Outline items for labeled areas

■ ■ ■ ■ ■ ■ ■

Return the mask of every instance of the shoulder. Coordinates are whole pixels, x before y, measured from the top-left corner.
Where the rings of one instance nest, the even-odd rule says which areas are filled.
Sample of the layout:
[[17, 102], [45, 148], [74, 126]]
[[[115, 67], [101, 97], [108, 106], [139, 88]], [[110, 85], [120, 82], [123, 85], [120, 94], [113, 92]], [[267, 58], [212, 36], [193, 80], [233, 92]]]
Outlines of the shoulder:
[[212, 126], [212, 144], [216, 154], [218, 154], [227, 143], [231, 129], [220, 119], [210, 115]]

■ ■ ■ ■ ■ ■ ■

GIVEN TASK:
Edit the lines above so that "shoulder" becomes "elbow" everywhere it occurs, and leave everything else unchanged.

EXERCISE ANSWER:
Return the mask of every instance of the elbow. Coordinates are whole pixels, x before y, measured from the top-left corner.
Where the rings of one instance nest, the even-odd rule says which areas are filled.
Sample of the layout:
[[17, 102], [45, 148], [74, 126]]
[[[115, 67], [101, 97], [108, 106], [139, 88]], [[110, 85], [120, 82], [123, 85], [120, 94], [113, 92]], [[267, 58], [212, 36], [193, 80], [233, 92]]]
Outlines of the elbow:
[[212, 126], [212, 144], [216, 154], [218, 154], [227, 143], [231, 129], [220, 119], [210, 115]]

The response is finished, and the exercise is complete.